-- START OF Excerpted records --

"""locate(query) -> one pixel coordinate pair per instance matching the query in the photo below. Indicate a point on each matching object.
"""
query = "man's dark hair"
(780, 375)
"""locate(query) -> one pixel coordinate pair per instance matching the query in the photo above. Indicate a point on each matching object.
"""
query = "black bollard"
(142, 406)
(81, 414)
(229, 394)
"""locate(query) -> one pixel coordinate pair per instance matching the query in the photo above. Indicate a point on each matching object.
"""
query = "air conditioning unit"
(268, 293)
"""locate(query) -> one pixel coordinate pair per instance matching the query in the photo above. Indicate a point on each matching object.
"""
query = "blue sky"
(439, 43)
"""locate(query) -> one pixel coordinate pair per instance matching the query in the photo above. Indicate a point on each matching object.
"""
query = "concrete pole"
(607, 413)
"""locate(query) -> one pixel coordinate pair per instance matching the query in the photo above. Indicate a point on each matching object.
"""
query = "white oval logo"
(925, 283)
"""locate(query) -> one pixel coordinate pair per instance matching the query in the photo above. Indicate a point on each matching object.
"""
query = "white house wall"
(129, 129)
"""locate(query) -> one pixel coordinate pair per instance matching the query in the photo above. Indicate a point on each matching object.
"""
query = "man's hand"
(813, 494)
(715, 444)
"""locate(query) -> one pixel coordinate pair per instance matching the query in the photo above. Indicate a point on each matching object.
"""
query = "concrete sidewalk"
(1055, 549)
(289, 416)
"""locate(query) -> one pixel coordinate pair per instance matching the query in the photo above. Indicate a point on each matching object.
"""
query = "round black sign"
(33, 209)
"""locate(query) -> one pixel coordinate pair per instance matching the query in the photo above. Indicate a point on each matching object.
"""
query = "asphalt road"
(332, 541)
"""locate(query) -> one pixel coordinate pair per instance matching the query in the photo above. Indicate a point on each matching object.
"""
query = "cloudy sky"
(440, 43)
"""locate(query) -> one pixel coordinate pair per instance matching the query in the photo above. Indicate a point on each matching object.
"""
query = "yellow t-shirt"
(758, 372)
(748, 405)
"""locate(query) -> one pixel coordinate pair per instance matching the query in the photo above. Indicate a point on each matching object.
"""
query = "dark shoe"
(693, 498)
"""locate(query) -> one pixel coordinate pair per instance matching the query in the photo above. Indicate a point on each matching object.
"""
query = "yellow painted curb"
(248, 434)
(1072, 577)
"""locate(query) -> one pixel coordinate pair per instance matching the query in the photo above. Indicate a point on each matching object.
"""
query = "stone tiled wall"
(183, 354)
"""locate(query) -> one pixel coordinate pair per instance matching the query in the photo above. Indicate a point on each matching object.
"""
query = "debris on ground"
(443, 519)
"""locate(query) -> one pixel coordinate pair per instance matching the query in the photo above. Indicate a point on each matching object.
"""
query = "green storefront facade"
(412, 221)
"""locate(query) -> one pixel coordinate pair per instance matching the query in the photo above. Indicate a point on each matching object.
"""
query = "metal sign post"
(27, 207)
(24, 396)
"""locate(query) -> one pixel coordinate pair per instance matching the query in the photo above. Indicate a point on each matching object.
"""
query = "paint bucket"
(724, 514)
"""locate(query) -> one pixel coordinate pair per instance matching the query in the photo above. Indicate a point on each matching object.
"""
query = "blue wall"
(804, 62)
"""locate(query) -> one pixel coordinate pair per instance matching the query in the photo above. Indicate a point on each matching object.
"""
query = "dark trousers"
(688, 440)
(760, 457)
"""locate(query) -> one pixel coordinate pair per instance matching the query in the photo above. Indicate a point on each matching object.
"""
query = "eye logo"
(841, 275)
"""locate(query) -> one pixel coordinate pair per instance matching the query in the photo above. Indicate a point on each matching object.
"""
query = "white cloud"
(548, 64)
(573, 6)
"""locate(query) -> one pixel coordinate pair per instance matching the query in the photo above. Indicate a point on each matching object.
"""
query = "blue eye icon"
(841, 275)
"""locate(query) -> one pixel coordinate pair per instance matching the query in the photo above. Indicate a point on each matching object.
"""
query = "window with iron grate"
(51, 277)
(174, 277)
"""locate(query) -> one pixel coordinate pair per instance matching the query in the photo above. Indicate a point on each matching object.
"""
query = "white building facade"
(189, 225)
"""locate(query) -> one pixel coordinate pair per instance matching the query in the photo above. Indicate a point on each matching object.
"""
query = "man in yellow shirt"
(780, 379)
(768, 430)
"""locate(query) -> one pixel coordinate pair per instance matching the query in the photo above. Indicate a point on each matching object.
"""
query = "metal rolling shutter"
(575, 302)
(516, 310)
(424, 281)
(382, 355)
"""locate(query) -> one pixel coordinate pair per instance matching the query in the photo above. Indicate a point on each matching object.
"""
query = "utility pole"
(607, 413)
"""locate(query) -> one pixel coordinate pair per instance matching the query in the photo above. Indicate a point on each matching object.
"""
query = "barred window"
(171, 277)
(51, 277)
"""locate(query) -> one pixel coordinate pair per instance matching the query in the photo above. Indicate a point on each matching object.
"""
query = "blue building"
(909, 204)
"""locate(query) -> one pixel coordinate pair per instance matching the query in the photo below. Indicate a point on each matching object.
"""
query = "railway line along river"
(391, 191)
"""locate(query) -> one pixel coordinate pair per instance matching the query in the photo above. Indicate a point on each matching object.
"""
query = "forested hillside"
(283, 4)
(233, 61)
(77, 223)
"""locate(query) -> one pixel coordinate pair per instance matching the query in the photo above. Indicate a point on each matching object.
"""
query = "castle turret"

-- END OF Excerpted records --

## [Written task]
Please go back through the rows above and gather every line that contains the word "concrete". Copy each of those lines in full.

## [Solution to this task]
query = "concrete pole"
query = "concrete sidewalk"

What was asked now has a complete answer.